**O QUE SE PEDE**
Reproduza sem nenhuma alteração o trecho do texto sobre a Polícia Federal que começa em "As delações premiadas" e termina em "o uso político.".

======== TEXTO DO EXERCÍCIO

Recentemente a PF deflagrou uma operação contra o pré-candidato Ciro Gomes com pedidos de busca e quebra de sigilos por fatos supostamente cometidos entre 2010 e 2013. Isso não é espetacularização? Não foi só o ex-ministro Ciro Gomes quem reclamou. Outras pessoas também fizeram queixas publicamente. Reafirmamos que não houve qualquer interferência política do governo neste ou em qualquer outro caso. A direção da PF estabelece as diretrizes gerais das ações policiais, mas não pode e não deve interferir no conteúdo das investigações. Cada delegado tem sua autonomia e, consequentemente, responsabilidade pelo que faz ou deixa de fazer.

As delações premiadas foram um sintoma do que o senhor chama de espetacularização? Tenho uma proposta de aperfeiçoamento legal para as delações. Acredito que, quando a colheita das informações for feita pelo Ministério Público, a Polícia Federal deveria obrigatoriamente emitir um parecer sobre essa colaboração antes de o juiz competente homologá-la ou não. E vice-versa. Com isso teríamos um grande avanço, melhoraríamos a qualidade da delação e evitaríamos o uso político.

================
======== MATERIAL FORNECIDO

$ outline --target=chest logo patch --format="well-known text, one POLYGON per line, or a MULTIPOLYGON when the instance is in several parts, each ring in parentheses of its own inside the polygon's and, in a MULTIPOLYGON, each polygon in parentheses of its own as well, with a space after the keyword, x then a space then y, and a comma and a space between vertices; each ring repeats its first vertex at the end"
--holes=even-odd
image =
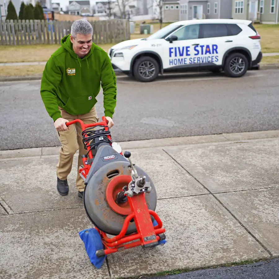
POLYGON ((76 75, 76 69, 74 68, 70 69, 69 68, 68 68, 67 69, 67 73, 68 76, 75 76, 76 75))

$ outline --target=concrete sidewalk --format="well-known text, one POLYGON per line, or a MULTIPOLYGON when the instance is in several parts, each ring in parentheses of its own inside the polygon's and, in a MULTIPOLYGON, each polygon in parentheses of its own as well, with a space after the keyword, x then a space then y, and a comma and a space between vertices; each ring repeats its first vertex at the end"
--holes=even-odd
POLYGON ((279 131, 121 143, 156 187, 167 242, 90 263, 74 186, 56 188, 58 148, 0 151, 0 277, 114 278, 279 255, 279 131))

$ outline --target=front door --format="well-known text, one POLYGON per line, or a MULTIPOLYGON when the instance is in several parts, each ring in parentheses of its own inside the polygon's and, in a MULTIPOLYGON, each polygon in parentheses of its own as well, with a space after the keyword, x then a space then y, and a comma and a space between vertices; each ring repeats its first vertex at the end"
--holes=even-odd
POLYGON ((168 36, 176 36, 177 39, 164 44, 163 64, 164 69, 182 69, 198 67, 199 63, 195 48, 199 44, 199 24, 183 26, 168 36))
POLYGON ((192 18, 193 19, 202 19, 202 5, 195 5, 193 6, 193 14, 192 18))
POLYGON ((257 0, 250 0, 249 2, 249 19, 253 21, 257 20, 258 5, 257 0))

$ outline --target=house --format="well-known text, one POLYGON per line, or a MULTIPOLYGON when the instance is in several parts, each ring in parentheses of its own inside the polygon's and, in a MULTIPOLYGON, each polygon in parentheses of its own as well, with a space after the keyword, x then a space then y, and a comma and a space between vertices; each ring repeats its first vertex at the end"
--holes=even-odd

================

**SUA RESPOSTA**
As delações premiadas foram um sintoma do que o senhor chama de espetacularização? Tenho uma proposta de aperfeiçoamento legal para as delações. Acredito que, quando a colheita das informações for feita pelo Ministério Público, a Polícia Federal deveria obrigatoriamente emitir um parecer sobre essa colaboração antes de o juiz competente homologá-la ou não. E vice-versa. Com isso teríamos um grande avanço, melhoraríamos a qualidade da delação e evitaríamos o uso político.